YOUR GOAL: Extract the lines below exactly as they stand, leaving out the pictures.

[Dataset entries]
= = =
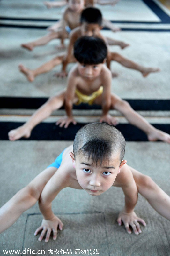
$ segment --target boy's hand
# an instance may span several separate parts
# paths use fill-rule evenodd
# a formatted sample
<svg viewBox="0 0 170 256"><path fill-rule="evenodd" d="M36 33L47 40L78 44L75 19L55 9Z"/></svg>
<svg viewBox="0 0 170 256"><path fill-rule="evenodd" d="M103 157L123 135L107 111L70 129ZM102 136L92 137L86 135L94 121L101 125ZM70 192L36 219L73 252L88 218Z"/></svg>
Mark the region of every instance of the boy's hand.
<svg viewBox="0 0 170 256"><path fill-rule="evenodd" d="M116 118L109 114L102 116L100 119L100 123L107 123L109 124L114 126L117 125L119 123L118 120Z"/></svg>
<svg viewBox="0 0 170 256"><path fill-rule="evenodd" d="M122 221L128 233L131 234L132 233L129 227L130 225L132 228L135 235L139 235L142 233L140 226L138 221L141 222L144 226L146 226L144 220L137 217L134 212L131 213L127 213L121 212L117 220L119 226L121 226Z"/></svg>
<svg viewBox="0 0 170 256"><path fill-rule="evenodd" d="M48 220L43 219L42 221L41 225L36 229L34 233L34 235L36 236L39 232L42 229L38 240L39 241L42 241L47 232L45 241L45 242L48 242L51 231L52 231L53 234L53 240L55 240L57 238L57 230L58 226L60 230L62 230L63 227L63 224L59 218L56 216L50 220Z"/></svg>
<svg viewBox="0 0 170 256"><path fill-rule="evenodd" d="M71 123L72 123L75 125L77 124L76 122L73 117L68 117L66 116L58 120L56 122L56 124L57 125L59 125L60 127L64 126L64 128L67 128L70 124Z"/></svg>

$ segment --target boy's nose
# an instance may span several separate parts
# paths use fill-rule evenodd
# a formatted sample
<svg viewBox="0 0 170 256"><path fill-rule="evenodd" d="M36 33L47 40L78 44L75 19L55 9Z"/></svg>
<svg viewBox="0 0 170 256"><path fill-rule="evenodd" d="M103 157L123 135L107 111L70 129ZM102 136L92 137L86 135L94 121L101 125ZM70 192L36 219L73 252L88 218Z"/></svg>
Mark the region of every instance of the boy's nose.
= = =
SOLVED EXERCISE:
$ segment --target boy's hand
# an instance may span several separate parts
# paths use fill-rule evenodd
# a formatted sample
<svg viewBox="0 0 170 256"><path fill-rule="evenodd" d="M36 33L47 40L78 44L75 19L55 9Z"/></svg>
<svg viewBox="0 0 170 256"><path fill-rule="evenodd" d="M103 157L123 135L107 111L70 129ZM102 136L92 137L86 135L94 121L101 125ZM70 192L36 219L73 252L88 218Z"/></svg>
Mark the region of every instance of the boy's hand.
<svg viewBox="0 0 170 256"><path fill-rule="evenodd" d="M116 118L109 114L102 116L100 119L100 123L107 123L109 124L114 126L117 125L119 123L118 120Z"/></svg>
<svg viewBox="0 0 170 256"><path fill-rule="evenodd" d="M122 221L128 233L131 234L132 233L129 227L130 225L132 228L135 235L139 235L142 233L140 226L138 221L141 222L144 226L146 226L144 220L137 217L134 212L131 213L127 213L121 212L117 220L119 226L121 226Z"/></svg>
<svg viewBox="0 0 170 256"><path fill-rule="evenodd" d="M48 220L43 219L42 221L41 225L36 229L34 233L34 235L36 236L39 232L42 229L38 240L39 241L42 241L47 232L45 241L45 242L48 242L51 231L52 231L53 234L53 240L55 240L57 238L57 230L58 226L60 230L62 230L63 227L63 224L59 218L56 216L50 220Z"/></svg>
<svg viewBox="0 0 170 256"><path fill-rule="evenodd" d="M71 123L72 123L75 125L77 124L76 122L73 117L68 117L66 116L58 120L56 122L56 124L57 125L59 125L60 127L64 126L64 128L67 128L70 124Z"/></svg>

$ segment --target boy's nose
# an instance may span several separate parts
# paths use fill-rule evenodd
# a formatted sample
<svg viewBox="0 0 170 256"><path fill-rule="evenodd" d="M36 33L47 40L78 44L75 19L55 9Z"/></svg>
<svg viewBox="0 0 170 256"><path fill-rule="evenodd" d="M103 157L123 135L107 111L70 129ZM102 136L92 137L86 135L94 121L101 125ZM70 192L36 219L73 252L88 218Z"/></svg>
Mark the region of every instance of the boy's nose.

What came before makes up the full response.